(Position annotation records)
--- Begin ---

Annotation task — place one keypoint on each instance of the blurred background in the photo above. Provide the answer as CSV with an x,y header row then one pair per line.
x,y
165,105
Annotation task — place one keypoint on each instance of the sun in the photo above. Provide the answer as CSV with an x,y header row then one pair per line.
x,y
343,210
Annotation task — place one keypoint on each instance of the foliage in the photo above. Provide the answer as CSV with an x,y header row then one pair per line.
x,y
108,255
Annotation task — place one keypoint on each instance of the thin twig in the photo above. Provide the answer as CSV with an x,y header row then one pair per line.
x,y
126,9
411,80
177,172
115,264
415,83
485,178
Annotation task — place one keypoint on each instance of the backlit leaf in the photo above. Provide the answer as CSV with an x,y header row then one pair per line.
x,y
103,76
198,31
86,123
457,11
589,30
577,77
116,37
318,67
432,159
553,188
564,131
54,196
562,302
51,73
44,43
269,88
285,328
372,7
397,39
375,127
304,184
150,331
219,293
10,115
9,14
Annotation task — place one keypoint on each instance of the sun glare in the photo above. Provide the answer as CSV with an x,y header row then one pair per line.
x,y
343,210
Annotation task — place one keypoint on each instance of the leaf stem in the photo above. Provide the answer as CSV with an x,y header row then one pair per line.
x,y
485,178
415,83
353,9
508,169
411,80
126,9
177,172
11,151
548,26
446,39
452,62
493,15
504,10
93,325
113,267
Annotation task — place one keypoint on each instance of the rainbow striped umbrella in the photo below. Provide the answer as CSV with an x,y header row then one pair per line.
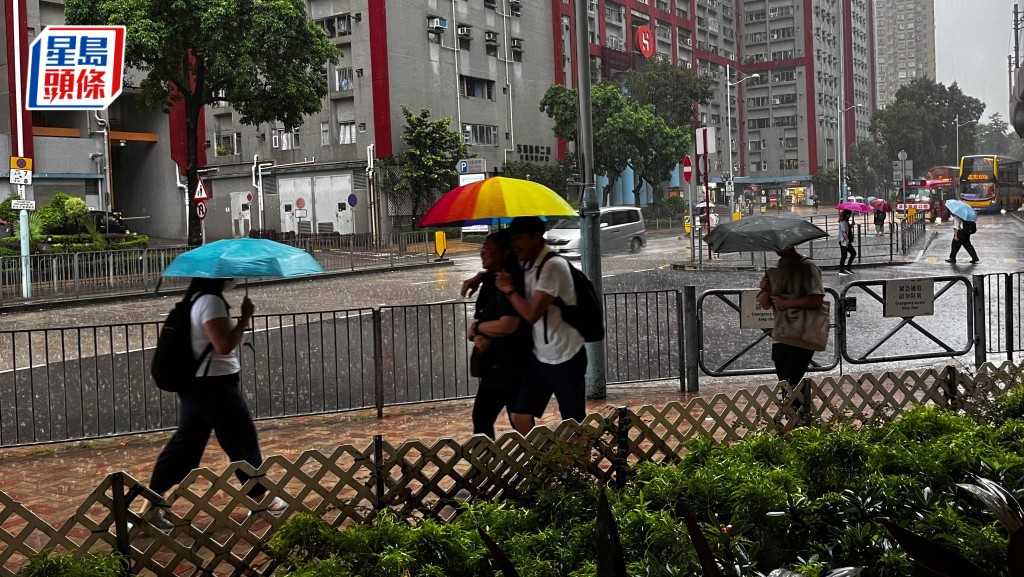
x,y
496,198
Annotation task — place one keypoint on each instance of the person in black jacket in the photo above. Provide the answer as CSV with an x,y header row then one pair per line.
x,y
501,338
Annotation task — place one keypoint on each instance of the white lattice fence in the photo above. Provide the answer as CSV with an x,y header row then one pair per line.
x,y
215,534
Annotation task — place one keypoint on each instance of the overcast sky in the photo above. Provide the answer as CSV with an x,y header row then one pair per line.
x,y
972,40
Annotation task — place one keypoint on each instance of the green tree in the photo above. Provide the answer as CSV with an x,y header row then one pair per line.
x,y
430,159
922,121
825,182
672,91
202,51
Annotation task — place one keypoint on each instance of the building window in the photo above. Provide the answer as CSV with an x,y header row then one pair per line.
x,y
480,134
226,145
343,78
346,132
471,87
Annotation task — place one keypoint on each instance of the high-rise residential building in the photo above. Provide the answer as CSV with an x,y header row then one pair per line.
x,y
813,90
904,45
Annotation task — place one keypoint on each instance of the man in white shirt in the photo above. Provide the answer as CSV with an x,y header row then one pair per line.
x,y
559,362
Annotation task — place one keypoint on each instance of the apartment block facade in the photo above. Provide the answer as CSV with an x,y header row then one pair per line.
x,y
905,44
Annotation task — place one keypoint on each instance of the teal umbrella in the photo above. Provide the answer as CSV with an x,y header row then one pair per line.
x,y
243,258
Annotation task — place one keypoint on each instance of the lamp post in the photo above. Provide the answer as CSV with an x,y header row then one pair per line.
x,y
728,122
958,124
841,154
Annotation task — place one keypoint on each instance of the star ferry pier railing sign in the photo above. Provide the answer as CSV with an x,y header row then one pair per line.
x,y
76,68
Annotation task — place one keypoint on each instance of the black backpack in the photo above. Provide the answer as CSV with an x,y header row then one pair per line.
x,y
586,316
174,365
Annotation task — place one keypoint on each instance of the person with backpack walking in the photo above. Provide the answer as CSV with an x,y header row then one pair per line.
x,y
846,243
212,401
559,363
963,231
500,336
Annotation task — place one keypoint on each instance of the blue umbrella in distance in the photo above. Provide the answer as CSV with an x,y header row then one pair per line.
x,y
962,210
243,258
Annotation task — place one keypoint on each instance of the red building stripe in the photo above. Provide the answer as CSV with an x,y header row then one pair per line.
x,y
382,83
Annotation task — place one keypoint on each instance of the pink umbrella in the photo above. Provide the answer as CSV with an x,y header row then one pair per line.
x,y
854,206
881,204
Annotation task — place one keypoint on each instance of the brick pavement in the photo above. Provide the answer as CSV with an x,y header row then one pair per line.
x,y
53,480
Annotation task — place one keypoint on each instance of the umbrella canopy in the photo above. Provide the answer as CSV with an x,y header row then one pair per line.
x,y
961,210
243,258
496,198
881,204
763,234
854,206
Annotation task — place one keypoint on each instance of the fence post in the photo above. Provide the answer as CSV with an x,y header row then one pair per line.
x,y
378,472
623,423
120,506
1008,301
978,318
378,364
690,339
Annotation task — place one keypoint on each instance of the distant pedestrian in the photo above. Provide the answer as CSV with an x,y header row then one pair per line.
x,y
794,284
559,362
846,248
880,221
213,403
963,231
501,337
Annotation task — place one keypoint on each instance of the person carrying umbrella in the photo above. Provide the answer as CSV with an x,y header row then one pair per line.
x,y
794,284
846,243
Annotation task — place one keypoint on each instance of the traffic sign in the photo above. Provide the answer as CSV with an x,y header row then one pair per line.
x,y
18,176
20,163
201,192
471,165
645,41
76,68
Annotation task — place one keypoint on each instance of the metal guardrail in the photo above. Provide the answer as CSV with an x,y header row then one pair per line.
x,y
81,274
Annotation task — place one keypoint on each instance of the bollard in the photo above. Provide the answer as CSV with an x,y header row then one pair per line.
x,y
691,339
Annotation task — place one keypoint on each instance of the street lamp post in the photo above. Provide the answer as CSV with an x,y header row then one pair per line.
x,y
730,187
958,124
841,156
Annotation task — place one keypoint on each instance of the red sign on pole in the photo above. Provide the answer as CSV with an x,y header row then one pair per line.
x,y
645,41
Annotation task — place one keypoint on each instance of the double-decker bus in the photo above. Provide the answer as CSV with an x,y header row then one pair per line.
x,y
990,183
926,195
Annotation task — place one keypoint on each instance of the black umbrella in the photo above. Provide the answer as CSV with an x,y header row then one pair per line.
x,y
763,234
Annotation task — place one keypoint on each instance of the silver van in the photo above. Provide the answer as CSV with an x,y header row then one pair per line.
x,y
622,229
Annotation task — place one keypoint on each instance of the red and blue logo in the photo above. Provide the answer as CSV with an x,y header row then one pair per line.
x,y
76,68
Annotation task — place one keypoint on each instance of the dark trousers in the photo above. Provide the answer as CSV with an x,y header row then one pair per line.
x,y
212,404
791,365
565,380
497,392
963,241
845,251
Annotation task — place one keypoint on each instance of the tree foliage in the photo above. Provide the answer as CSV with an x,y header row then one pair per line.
x,y
923,121
672,91
202,51
430,159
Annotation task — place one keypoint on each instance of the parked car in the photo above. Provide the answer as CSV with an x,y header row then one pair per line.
x,y
108,222
622,229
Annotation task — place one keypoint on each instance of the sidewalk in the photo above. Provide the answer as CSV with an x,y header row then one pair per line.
x,y
53,480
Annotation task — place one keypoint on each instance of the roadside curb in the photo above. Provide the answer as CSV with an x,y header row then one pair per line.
x,y
126,296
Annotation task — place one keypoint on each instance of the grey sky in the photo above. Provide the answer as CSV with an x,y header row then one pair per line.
x,y
972,40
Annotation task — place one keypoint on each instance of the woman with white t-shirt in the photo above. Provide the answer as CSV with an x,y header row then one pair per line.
x,y
214,402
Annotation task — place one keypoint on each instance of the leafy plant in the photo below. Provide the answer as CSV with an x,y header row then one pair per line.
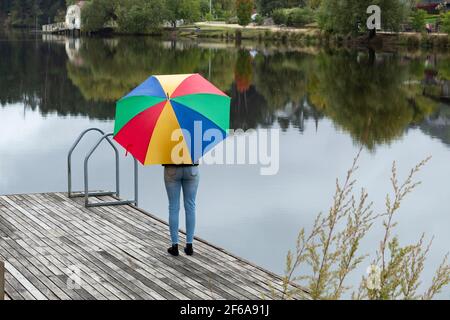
x,y
244,10
418,18
331,250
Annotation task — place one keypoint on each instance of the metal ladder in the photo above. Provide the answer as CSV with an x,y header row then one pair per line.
x,y
86,194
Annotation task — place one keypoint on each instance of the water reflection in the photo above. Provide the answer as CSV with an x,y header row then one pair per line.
x,y
374,97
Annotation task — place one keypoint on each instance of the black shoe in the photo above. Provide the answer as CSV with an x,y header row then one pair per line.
x,y
173,250
189,250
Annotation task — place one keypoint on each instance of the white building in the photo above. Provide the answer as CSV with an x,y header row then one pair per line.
x,y
73,16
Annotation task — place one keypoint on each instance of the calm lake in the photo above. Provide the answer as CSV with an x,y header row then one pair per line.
x,y
327,104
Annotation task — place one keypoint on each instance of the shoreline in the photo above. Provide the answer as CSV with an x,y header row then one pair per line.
x,y
310,36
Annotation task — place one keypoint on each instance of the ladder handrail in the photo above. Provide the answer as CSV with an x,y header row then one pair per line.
x,y
69,157
86,175
69,160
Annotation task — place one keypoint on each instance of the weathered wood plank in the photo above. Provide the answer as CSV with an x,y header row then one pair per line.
x,y
120,253
2,280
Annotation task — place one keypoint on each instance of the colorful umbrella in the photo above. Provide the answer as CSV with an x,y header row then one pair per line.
x,y
149,117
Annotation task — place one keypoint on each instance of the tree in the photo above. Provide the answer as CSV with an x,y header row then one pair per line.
x,y
350,17
186,10
97,13
445,22
418,19
244,9
138,16
266,7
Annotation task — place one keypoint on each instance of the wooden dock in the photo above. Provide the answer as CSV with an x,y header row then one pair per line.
x,y
55,248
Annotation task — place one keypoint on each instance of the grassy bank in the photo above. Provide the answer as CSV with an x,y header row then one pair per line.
x,y
308,36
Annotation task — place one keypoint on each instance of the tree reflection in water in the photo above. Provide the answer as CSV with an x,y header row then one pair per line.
x,y
373,97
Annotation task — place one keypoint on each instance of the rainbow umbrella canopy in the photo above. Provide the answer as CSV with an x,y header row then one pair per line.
x,y
149,119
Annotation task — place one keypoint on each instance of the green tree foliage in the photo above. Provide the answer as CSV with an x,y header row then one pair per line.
x,y
445,22
244,9
418,19
266,7
137,16
186,10
349,17
295,17
96,14
29,13
279,17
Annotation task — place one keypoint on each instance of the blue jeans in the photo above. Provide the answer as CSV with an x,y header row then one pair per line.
x,y
175,179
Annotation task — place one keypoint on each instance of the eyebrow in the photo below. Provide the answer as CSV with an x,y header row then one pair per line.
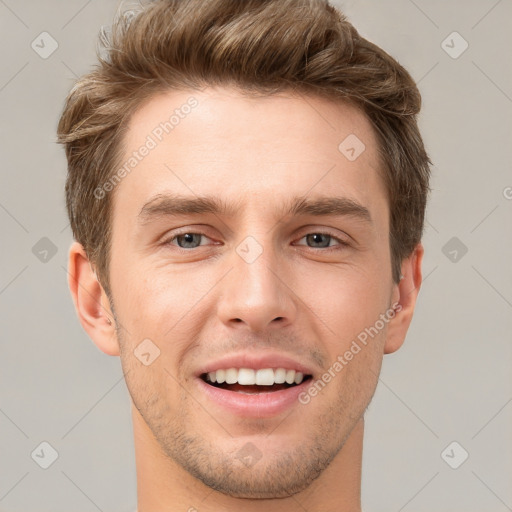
x,y
161,206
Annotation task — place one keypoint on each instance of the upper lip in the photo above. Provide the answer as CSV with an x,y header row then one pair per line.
x,y
256,362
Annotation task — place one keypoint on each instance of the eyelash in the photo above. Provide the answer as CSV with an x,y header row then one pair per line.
x,y
342,243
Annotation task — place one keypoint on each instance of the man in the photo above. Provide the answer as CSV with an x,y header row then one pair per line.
x,y
247,188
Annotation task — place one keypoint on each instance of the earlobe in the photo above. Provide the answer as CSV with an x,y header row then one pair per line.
x,y
405,294
91,302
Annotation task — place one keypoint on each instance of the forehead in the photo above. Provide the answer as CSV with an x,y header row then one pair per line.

--- End ---

* **Required task**:
Copy out exactly the lines from the line with "of the eyelash" to the end of the listing, including both of those lines, and give nothing else.

* **Correct response**:
Annotation task — place one keypoint on each instance of the eyelash in the photo above. Provide the answer as CSV with an x,y header row then one pair per line.
x,y
342,243
Annotation task — place one keypoint on each instance of the man in the photo above. Provide the answer as CSV with an x,y header row then one pair per line.
x,y
247,188
Annotation task — place one keypoint on each instance of the earlobe in the photo above. Provide the answer as CSV with an x,y header row then one pair per line.
x,y
405,294
91,302
Annotation task — place one keypoint on each instance of the forehead in the photo above. Provide the answer as CSV with an x,y header row then one pair per line.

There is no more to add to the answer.